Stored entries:
------------------------
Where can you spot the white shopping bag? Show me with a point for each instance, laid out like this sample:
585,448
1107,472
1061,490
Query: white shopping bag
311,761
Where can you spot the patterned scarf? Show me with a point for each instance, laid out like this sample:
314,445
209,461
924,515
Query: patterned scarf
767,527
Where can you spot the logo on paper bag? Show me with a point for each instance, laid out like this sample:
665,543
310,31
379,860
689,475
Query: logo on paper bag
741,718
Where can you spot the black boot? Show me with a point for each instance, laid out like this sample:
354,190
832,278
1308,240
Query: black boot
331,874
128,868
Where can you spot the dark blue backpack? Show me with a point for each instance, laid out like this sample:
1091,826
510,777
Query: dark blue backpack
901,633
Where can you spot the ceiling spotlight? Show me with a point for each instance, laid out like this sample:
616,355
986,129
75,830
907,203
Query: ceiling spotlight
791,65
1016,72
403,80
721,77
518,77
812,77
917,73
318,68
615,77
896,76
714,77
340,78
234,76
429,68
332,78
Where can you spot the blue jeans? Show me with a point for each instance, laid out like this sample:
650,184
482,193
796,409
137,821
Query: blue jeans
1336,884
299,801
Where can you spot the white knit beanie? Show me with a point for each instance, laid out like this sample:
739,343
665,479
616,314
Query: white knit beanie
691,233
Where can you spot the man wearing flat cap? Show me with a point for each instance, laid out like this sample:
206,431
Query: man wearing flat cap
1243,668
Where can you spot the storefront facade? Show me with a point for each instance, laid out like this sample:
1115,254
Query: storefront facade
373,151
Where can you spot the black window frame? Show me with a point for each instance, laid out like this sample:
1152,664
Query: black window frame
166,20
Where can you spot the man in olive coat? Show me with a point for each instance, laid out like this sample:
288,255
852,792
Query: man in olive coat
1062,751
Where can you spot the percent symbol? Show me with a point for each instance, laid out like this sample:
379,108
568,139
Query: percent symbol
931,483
------------------------
◆ **What to do**: Rewrite the material from the line containing "Where can you spot the man in" through the end, swapping "olive coat" for "green jacket" and leaving everything else as it stands.

◆ **The output**:
Where can you spot the man in green jacket? Show me with a point for each instance, laid out like this sample:
288,255
852,792
Query: man in green jacket
1062,751
Where can you spot the percent symbol? Show me with a point for each instance, laid out like this sample:
379,108
568,139
Query: percent symbol
931,483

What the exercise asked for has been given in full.